■ **Challenge**
Copy each of the items below word for word, changing nothing.

■ **Record list**
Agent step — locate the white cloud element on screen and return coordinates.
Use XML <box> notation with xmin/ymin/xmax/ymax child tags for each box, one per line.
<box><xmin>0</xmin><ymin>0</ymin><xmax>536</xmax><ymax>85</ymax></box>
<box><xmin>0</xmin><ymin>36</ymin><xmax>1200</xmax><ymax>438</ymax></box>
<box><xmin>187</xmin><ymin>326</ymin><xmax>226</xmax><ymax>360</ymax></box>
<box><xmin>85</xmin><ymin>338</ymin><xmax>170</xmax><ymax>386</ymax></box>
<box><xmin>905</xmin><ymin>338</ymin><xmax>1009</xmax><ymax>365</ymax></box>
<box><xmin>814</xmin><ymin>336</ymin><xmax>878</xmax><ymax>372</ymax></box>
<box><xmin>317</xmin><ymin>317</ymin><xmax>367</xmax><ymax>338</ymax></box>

■ **Worked solution**
Agent step — locate the white cloud element on screen and return coordinates.
Use XML <box> notation with xmin/ymin/xmax/ymax child tags for each box, one per line.
<box><xmin>0</xmin><ymin>0</ymin><xmax>536</xmax><ymax>85</ymax></box>
<box><xmin>0</xmin><ymin>36</ymin><xmax>1200</xmax><ymax>438</ymax></box>
<box><xmin>187</xmin><ymin>326</ymin><xmax>226</xmax><ymax>360</ymax></box>
<box><xmin>85</xmin><ymin>338</ymin><xmax>170</xmax><ymax>386</ymax></box>
<box><xmin>905</xmin><ymin>338</ymin><xmax>1009</xmax><ymax>365</ymax></box>
<box><xmin>814</xmin><ymin>336</ymin><xmax>878</xmax><ymax>372</ymax></box>
<box><xmin>317</xmin><ymin>317</ymin><xmax>367</xmax><ymax>338</ymax></box>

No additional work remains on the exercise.